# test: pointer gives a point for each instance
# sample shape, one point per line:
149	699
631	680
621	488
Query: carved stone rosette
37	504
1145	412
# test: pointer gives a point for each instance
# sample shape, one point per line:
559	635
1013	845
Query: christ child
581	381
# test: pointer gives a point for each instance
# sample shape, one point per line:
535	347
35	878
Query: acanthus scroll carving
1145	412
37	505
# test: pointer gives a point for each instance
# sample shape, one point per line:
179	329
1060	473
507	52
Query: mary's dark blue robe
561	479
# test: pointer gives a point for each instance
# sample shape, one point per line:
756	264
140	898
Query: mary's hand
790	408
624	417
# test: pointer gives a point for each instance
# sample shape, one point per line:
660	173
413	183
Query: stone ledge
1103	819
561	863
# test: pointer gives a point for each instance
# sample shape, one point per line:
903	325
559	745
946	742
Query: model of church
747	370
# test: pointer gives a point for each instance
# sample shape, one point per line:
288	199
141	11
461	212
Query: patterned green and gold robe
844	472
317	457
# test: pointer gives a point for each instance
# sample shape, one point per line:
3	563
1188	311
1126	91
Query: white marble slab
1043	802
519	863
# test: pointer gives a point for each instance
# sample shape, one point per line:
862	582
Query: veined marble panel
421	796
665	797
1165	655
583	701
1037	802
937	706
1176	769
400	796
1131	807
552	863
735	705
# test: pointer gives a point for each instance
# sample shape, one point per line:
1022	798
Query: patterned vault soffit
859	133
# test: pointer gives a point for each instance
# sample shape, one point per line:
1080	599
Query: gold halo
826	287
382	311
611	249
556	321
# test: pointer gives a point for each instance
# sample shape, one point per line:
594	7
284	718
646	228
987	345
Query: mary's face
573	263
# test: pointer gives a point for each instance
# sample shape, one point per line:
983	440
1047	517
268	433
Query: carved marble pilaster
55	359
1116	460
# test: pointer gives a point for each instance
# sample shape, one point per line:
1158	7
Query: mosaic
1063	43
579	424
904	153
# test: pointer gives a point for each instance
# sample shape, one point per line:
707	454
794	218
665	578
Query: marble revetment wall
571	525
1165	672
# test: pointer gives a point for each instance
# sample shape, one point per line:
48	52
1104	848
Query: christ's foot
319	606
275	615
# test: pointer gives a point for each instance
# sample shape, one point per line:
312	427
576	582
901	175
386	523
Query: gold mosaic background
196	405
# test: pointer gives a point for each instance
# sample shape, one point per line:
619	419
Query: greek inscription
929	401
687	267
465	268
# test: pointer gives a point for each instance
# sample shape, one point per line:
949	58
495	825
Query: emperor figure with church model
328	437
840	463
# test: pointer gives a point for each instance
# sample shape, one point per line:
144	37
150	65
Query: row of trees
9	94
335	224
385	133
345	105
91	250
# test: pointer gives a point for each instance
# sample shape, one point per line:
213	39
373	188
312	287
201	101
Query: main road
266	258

++++++++

_CHALLENGE_
Every entry in the listing must be retyped exactly.

_CORRECT OUTPUT_
# test: pointer gives a point for each instance
# sample shape, one point per line:
149	699
631	680
621	488
Query: carved stone rosette
37	504
1145	412
# test: pointer gives a point for each instance
# sample shape, one point per line:
559	635
1013	845
Query: christ child
581	381
# test: pointer gives a point for each instance
# sample shape, one point per line:
535	347
35	878
Query: acanthus scroll carving
1145	412
37	505
# test: pointer gives a point for each instance
# sample shape, one point per line:
179	329
1060	473
507	52
Query: mary's dark blue robe
561	479
# test: pointer gives a point for each instance
# sample shape, one point per line:
756	264
140	898
Query: mary's hand
790	408
624	417
# test: pointer gives a point for each instance
# sample shape, one point per line:
660	173
413	183
Query: stone ledge
1103	819
561	863
# test: pointer gives a point for each instance
# sample shape, one point per line:
903	325
559	745
946	742
Query: model of church
747	370
# test: pointer gives a point for each instance
# sample shape, one point per line:
288	199
141	11
461	212
Query: patterned green and gold robe
844	472
317	457
# test: pointer gives a point for each instance
# sample shape, one point per line:
3	563
1188	311
1126	91
Query: white marble slab
1043	802
519	863
# test: pointer gives a point for each instance
# sample shape, one point per line:
862	582
Query: veined marble panel
421	796
665	797
1165	655
583	701
1037	802
937	706
1176	769
400	796
1131	807
552	863
735	705
# test: pointer gives a point for each instance
# sample shape, one point per line:
1022	798
Query: patterned vault soffit
859	133
# test: pointer gives a point for each instance
# sample shape, one point per line:
1080	599
Query: gold halo
826	287
382	311
611	249
556	321
# test: pointer gives a point for each instance
# sample shape, one point per line:
594	7
284	718
646	228
987	345
Query: mary's face
573	263
# test: pointer gives a point for each instance
# sample shape, one point per line:
983	440
1047	517
268	433
Query: carved marble pilaster
55	359
1116	460
# test: pointer gives a point for each instance
# sample shape, one point per line:
1158	7
Query: mosaic
1063	43
579	424
904	153
# test: pointer gives a point for each instance
# sample shape, one point per line:
707	454
794	218
665	578
Query: marble revetment wall
571	525
1165	672
# test: pointer gives a point for each instance
# sample shape, one point per line:
48	52
1104	848
Query: christ's foot
319	606
275	615
# test: pointer gives a point for each instance
# sample shape, one point per line:
312	427
576	582
901	175
386	523
Query: gold mosaic background
196	405
# test: pointer gives a point for each instance
# sample shape, one point per line:
619	419
Query: greek inscription
929	401
687	267
465	268
# test: pointer gives a point for each instance
# sample shape, one point per line:
949	58
495	825
Query: emperor figure with church model
328	437
840	463
# test: pointer gives a point for each instance
# sample shape, one point per line:
144	37
150	65
Query: row of trees
9	94
335	224
385	133
345	105
91	250
# test: pointer gives a point for each instance
# sample shape, one point per line:
213	39
373	188
312	287
201	101
Query: main road
266	258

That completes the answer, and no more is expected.